Les étudiants étrangers sont les bienvenus dans les grandes écoles françaises, mais ils sont priés de passer à la caisse d'abord. Rares sont en effet les établissements dont les frais d'inscription ne sont pas majorés pour les candidats hors Union européenne.

A HEC, le coût par an pour les étrangers est fixé à 17 500 euros, contre 11 900 euros pour les Français et 13 200 euros pour les Européens. L'ESCP (école de commerce à Paris) propose un cursus à 15 500 euros par an (11 500 euros pour les ressortissants de l'UE). A Sciences Po Paris, les droits sont de 13 000 euros en master. "Même les écoles publiques d'ingénieurs se débrouillent pour faire payer plus cher", commente Pascal Codron, directeur de l'Institut supérieur d'agriculture de Lille et responsable de la commission des relations internationales de la Conférence des grandes écoles (CGE).

L'astuce consiste généralement à créer des filières spécifiques permettant la mise en place de droits plus élevés que dans les parcours classiques. Certes, au regard des prix pratiqués par les établissements anglo-saxons, la France reste compétitive. Mais, pour de jeunes Chinois, Indiens ou Brésiliens, le coût peut être prohibitif.

Afin de pallier cet éventuel frein financier, des dispositifs d'aide sont proposés par le gouvernement français. La bourse Eiffel est le plus intéressant. Véritable Graal des étudiants étrangers d'excellence, elle concerne chaque année environ 400 étudiants en master et en doctorat, dont une majorité en grande école, indique Bertrand Sulpice, directeur adjoint d'Egide, l'organisme chargé de la gestion des aides du ministère des affaires étrangères. Pour pouvoir obtenir cette bourse de 1 100 euros par mois, l'étudiant doit être sélectionné par son établissement d'accueil, qui lui seul est habilité à présenter les dossiers de candidature.

Les jeunes Asiatiques partent avec un avantage. Le programme cible en effet les pays émergents ou à fort potentiel scientifique universitaire, dont font partie ceux d'Asie, souligne Bertrand Sulpice. En 2011, on comptait ainsi 93 étudiants chinois parmi les 400 boursiers du niveau master, et 48 % d'Asiatiques boursiers.

Autre outil d'attractivité, les bourses Quai d'Orsay-Entreprises. Les étudiants, sélectionnés par les entreprises conventionnées (qui sont 62 à ce jour, implantées dans 38 pays, dont notamment Thales, Orange, DCNS, Alten, Crédit agricole, Air liquide), se voient attribuer une bourse de plus de 1 000 euros par mois pour venir étudier dans un établissement français. A la clé également pour les élus, un stage dans l'entreprise qui les parraine.

Tâches à réaliser:
a) Renommez "entreprises conventionnées" en "sociétés partenaires" dans l'article sur les étudiants étrangers, puis redonnez le passage qui commence aux mots "Les jeunes Asiatiques" et s'arrête après "qui les parraine.".
b) D'après l'article sur les étudiants étrangers, quel est le montant mensuel de la bourse Eiffel ?
c) Reprenez l'article sur les frais d'inscription des étudiants étrangers à partir de l'endroit où il s'arrête.
Les données ne sont d'aucune utilité ici.

Données:
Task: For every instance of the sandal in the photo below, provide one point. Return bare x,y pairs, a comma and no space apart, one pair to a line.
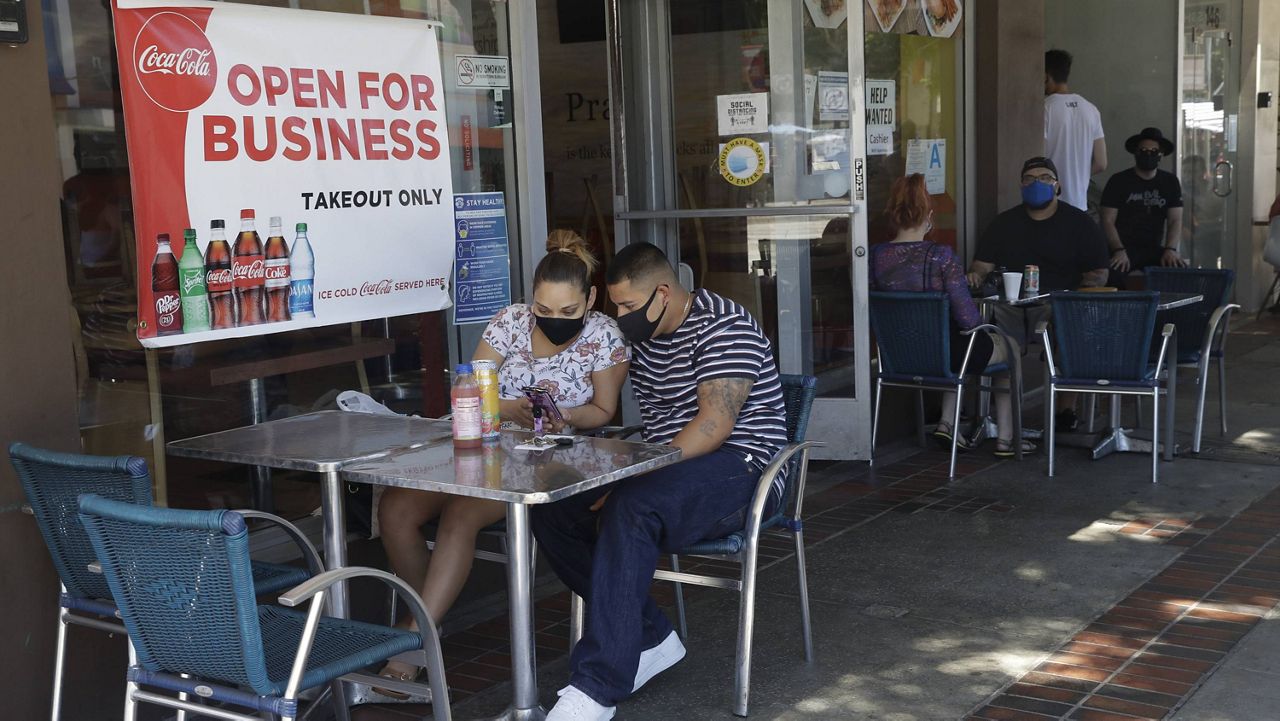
944,434
1005,448
387,672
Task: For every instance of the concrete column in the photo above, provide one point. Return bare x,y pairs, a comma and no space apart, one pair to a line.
1009,83
36,364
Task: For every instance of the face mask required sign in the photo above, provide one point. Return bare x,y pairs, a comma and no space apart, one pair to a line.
314,142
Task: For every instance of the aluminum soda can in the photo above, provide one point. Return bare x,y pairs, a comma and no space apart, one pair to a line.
490,415
1031,277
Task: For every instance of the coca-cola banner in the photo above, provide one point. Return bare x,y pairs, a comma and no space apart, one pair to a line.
289,168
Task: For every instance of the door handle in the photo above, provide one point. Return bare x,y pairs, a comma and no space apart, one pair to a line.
1224,170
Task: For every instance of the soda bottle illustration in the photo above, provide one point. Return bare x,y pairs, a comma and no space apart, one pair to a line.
248,273
191,286
277,275
304,270
164,286
218,277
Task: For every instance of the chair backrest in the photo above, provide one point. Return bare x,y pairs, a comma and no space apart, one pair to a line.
53,482
913,333
184,588
798,395
1102,336
1192,320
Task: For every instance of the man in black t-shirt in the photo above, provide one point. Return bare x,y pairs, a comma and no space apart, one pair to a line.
1142,209
1061,240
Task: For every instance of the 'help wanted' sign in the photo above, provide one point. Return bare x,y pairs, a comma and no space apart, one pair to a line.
743,114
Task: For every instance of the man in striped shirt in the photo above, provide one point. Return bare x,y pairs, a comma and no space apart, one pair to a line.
707,383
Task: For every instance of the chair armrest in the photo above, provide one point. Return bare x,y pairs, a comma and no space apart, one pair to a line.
315,588
304,543
618,432
755,514
1166,334
1042,331
1220,320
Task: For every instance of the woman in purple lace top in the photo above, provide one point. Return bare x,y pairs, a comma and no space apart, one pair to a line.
910,263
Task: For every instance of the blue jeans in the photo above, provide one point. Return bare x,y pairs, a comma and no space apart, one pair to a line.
609,557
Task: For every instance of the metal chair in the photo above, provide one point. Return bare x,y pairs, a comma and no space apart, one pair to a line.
184,589
1101,345
1201,329
913,341
53,482
792,462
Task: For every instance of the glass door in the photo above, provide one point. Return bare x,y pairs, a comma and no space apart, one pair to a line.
1210,121
737,149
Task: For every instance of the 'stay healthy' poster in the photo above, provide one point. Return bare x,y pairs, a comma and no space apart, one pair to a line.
289,168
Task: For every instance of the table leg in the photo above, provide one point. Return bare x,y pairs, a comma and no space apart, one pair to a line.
336,557
524,704
260,479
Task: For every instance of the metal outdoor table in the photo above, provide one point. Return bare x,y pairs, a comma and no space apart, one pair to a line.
321,442
498,471
1115,438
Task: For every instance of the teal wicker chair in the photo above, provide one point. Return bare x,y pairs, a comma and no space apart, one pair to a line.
184,589
53,482
1101,343
1201,329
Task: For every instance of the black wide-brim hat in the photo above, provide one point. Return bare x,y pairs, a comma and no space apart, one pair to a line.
1166,146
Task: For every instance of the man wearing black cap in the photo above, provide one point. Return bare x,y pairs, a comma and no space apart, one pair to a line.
1142,209
1061,240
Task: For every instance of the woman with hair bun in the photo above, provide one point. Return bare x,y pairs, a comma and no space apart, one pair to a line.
912,263
556,342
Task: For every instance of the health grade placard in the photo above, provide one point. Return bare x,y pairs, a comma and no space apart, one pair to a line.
314,142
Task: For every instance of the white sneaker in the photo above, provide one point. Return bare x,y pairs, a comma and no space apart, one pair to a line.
658,658
576,706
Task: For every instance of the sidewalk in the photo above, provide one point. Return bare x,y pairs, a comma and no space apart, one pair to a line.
1095,594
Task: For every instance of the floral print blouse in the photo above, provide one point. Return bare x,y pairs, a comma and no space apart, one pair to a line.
567,374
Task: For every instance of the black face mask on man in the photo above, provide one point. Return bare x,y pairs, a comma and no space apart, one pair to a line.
561,331
636,327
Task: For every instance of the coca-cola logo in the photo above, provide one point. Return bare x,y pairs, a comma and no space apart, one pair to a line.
192,281
219,279
168,304
248,273
277,272
174,62
379,288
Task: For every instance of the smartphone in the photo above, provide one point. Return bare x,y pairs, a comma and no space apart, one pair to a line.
539,397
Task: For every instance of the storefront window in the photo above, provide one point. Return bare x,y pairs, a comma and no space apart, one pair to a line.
132,400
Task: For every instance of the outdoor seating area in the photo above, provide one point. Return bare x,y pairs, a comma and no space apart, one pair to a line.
890,556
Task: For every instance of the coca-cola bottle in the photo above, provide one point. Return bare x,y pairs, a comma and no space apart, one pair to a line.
302,272
277,274
218,277
248,273
191,275
164,288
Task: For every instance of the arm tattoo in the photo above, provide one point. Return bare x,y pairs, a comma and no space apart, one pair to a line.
725,397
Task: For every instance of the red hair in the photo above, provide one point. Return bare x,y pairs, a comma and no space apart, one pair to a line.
908,202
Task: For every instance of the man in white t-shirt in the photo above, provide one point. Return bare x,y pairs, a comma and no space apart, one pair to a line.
1073,132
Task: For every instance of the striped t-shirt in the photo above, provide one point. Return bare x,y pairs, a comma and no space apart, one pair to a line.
718,340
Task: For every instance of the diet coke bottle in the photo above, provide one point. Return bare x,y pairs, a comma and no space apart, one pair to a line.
164,286
218,277
248,273
277,274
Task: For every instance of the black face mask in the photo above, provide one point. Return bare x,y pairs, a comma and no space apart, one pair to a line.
636,327
561,331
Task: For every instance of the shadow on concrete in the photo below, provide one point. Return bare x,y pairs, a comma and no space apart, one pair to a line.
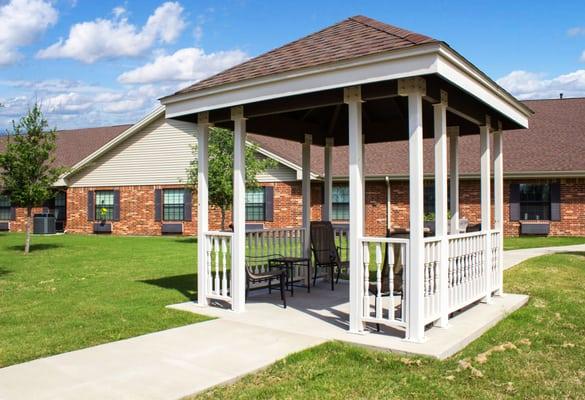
185,284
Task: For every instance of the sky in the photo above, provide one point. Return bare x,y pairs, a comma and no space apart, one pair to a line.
95,63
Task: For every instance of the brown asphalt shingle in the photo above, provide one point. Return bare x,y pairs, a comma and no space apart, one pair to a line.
76,144
354,37
554,142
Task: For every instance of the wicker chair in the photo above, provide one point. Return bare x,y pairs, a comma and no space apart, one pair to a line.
324,250
270,274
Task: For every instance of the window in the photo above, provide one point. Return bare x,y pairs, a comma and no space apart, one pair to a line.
255,204
340,203
60,205
534,201
429,199
5,212
104,205
173,204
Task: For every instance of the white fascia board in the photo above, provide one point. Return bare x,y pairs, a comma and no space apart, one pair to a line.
415,61
297,168
460,72
152,116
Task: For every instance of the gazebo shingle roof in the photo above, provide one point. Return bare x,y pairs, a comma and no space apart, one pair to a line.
352,38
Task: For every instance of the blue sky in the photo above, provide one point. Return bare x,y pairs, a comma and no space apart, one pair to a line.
93,63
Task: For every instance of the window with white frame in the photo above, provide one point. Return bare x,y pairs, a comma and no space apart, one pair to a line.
340,203
104,205
173,205
255,204
5,208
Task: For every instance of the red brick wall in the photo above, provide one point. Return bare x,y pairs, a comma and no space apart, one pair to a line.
136,212
137,208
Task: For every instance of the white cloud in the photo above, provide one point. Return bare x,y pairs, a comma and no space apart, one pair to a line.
21,22
190,64
113,38
75,104
530,85
576,31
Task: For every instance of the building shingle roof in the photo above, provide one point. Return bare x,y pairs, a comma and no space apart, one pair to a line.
354,37
76,144
554,143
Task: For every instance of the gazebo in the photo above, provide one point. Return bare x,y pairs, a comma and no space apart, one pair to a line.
362,81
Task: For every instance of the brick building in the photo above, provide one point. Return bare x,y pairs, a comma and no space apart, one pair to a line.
128,179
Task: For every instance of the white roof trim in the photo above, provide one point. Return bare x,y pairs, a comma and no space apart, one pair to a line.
432,58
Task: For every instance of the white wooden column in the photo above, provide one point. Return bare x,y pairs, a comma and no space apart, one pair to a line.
353,99
328,184
238,288
486,220
454,178
202,205
499,200
415,89
306,189
441,220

Réponses:
a)
Les jeunes Asiatiques partent avec un avantage. Le programme cible en effet les pays émergents ou à fort potentiel scientifique universitaire, dont font partie ceux d'Asie, souligne Bertrand Sulpice. En 2011, on comptait ainsi 93 étudiants chinois parmi les 400 boursiers du niveau master, et 48 % d'Asiatiques boursiers.

Autre outil d'attractivité, les bourses Quai d'Orsay-Entreprises. Les étudiants, sélectionnés par les sociétés partenaires (qui sont 62 à ce jour, implantées dans 38 pays, dont notamment Thales, Orange, DCNS, Alten, Crédit agricole, Air liquide), se voient attribuer une bourse de plus de 1 000 euros par mois pour venir étudier dans un établissement français. A la clé également pour les élus, un stage dans l'entreprise qui les parraine.

b) 1 100 euros par mois.

c)
Ces parcours d'études cofinancés concernent surtout les sciences de l'ingénieur, mais aussi les écoles de commerce et les sciences fondamentales. Depuis 2006, date de sa création, 131 étudiants ont bénéficié de ce programme sur mesure.

Egalement accordées par le gouvernement français, les bourses réservées aux étudiants étrangers. Plus importantes que celles du Crous pour les Français, elles visent, explique Bertrand Sulpice, "à couvrir toutes les dépenses d'un séjour d'études". Attribuées en fonction de projets précis qui s'intègrent dans des programmes de coopération établis selon des priorités gouvernementales, elles doivent être demandées par les étudiants en amont de leur départ auprès de l'ambassade de France dans leur pays d'origine.

A noter, par ailleurs, l'existence d'aides à la mobilité octroyées par certains pays à leurs meilleurs élèves ou par des organisations comme le Rotary club, la Commission franco-américaine (cette dernière délivrant les célèbres bourses Fullbright) ou encore par la Commission européenne à travers le programme Erasmus Mundus. Des collectivités, comme la Ville de Paris notamment, disposent elles aussi de budgets ad hoc. A noter, le site Internet de CampusFrance (Campusfrance.org) recense l'ensemble de toutes les bourses.

Hormis ces dispositifs, qui ne concernent finalement qu'une minorité des quelque 30 000 étudiants étrangers inscrits dans les grandes écoles françaises (chiffres 2009 de la CGE), il existe toute une gamme d'aides extrêmement variables d'un établissement d'accueil à l'autre. Sciences Po Paris, avec ses bourses d'excellence Emile-Boutmy de plus de 7 000 euros par an, est à ce titre l'un des plus généreux, mais nombreuses sont les écoles qui prévoient d'accorder des coups de pouce à quelques élèves triés sur le volet.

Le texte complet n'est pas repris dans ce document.